START SUPPLIED INFORMATION

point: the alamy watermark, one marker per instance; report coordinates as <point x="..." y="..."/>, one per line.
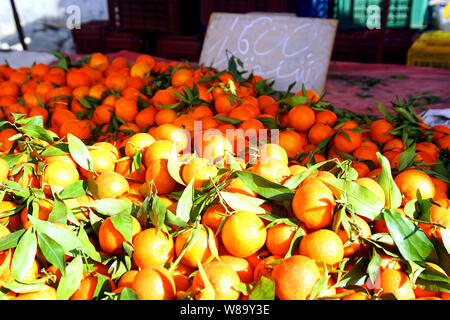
<point x="73" y="20"/>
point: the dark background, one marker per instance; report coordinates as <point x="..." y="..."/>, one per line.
<point x="175" y="29"/>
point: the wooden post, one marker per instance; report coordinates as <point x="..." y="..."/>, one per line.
<point x="18" y="25"/>
<point x="382" y="35"/>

END SUPPLIED INFORMATION

▸ WHAT TO DO:
Exactly the lines from the one containing "point: the dark" through the last line of the material above are to be returned, with nothing else.

▸ EXERCISE RESULT:
point: the dark background, one marker per instance; report coordinates as <point x="..." y="..."/>, one per line.
<point x="175" y="29"/>
point: the wooden post, one marker per instance; report coordinates as <point x="..." y="..."/>, one per line.
<point x="18" y="25"/>
<point x="382" y="35"/>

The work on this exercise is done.